Supplied text:
+ + + + + + +

A trading halt is a temporary suspension of trading in a security, ordered by the listing exchange or regulator, that prevents orders from executing for a fixed period ranging from five minutes to multiple trading days.

What Is a Trading Halt?

A trading halt is an enforced pause in the trading of a specific security on its listing exchange — and on every other US venue, since Regulation NMS requires all exchanges to honor a primary-listing halt. During a halt, no orders execute; existing orders rest in the book but cannot match. Halts exist to give the market time to absorb material information, throttle disorderly price movement, or allow regulators to investigate compliance concerns. They are not delistings — the security remains tradable; trading is simply paused.

How Trading Halts Are Categorized

US exchanges use a standardized halt code system. The most common types:

LULD (Limit Up/Limit Down) — 5-minute volatility halt. Triggered when a stock's price exits a moving band around its reference price. The band width depends on tier and time of day:

  • Tier 1 (S&P 500, Russell 1000, select ETPs) — ±5% band during regular hours
  • Tier 2 (everything else above $3) — ±10% band
  • Stocks under $3 — ±20% band
  • All bands double in the first 15 minutes and last 25 minutes of the session

When the National Best Bid (for downside) or Best Offer (for upside) sits outside the band for 15 consecutive seconds, the security enters a 5-minute halt followed by a re-opening auction.

T1 (News Pending) — voluntary issuer halt. A company requests a halt to disseminate material news (earnings, M&A, FDA decision, guidance change). Typical duration: 30 minutes to 2 hours.

M (Volatility Pause) — market-wide circuit breaker. Triggered by SPX declines of 7% (Level 1), 13% (Level 2) → 15-minute halts, or 20% (Level 3) → close for the day.

T12 / H10 (Regulatory) — SEC or exchange concern. Can last 10 trading days under SEC authority, longer if extended.

Worked Example

GME on January 28, 2021, during the short squeeze peak:

  • 09:30 ET — Opens at $265 after closing $193.60 the prior session
  • 09:32 ET — LULD halt (up) as price prints $483
  • 09:37 ET — Resumes via auction at $467
  • 10:14 ET — LULD halt (down) at $112 after gap-fill
  • Resumption auctions continue through the session

The stock was halted nine times intraday under LULD rules. Each 5-minute halt produced a resumption auction that opened with a $20-$40 gap. Stops resting in the order book did not execute during the halts but cleared aggressively at the resumption print, locking in worst-case fills for stops set during the prior trading band.

+ + + + + + +

Stated exercise A:
In the trading halt article, for how many consecutive seconds must the National Best Bid or Best Offer sit outside the band before an LULD halt starts?
Stated exercise B:
Name every halt code that the trading halt article describes.
Stated exercise C:
Pick up the trading halt article after its final sentence and keep writing it.

Dataset content:
+ + + + + + +

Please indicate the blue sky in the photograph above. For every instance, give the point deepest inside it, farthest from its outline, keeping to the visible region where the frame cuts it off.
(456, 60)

+ + + + + + +

Response A:
15 consecutive seconds.

Response B:
LULD (Limit Up/Limit Down), T1 (News Pending), M (Volatility Pause), and T12 / H10 (Regulatory).

Response C:
When Traders Account for Halts

Active traders use halt awareness for three purposes: (1) risk management — reducing or flattening exposure when LULD bands are tight and price is approaching the edge, (2) catalyst trading — recognizing that biotech and small-cap names frequently halt for news and that resumption prices can gap 20-50% on FDA decisions or earnings, (3) execution timing — avoiding new stop-loss orders directly underneath LULD downside bands, where forced auction fills produce worse prices than the band itself.

Options markets follow underlying halts: when a stock is halted, its listed options are halted too, freezing implied volatility marks at the pre-halt level.

Limitations and Common Misconceptions

Three common misconceptions cause real losses. Stops do not protect during halts. A stop-loss order rests in the book unfilled during the halt and may execute at the resumption auction price — frequently many points worse than the stop level. Limit orders may not protect either. Re-opening auctions print at a single clearing price; a limit buy at $100 will fill at the auction print if that print is at or below $100, even if the auction prints far below the limit on a downside re-open. Halts are not predictable from price action alone. LULD bands are calculable, but news-driven T1 halts arrive without warning and frequently resume with multi-standard-deviation gaps.

Trading halt logs are public — Nasdaq Trader and OTC Markets both publish real-time halt feeds with reason codes.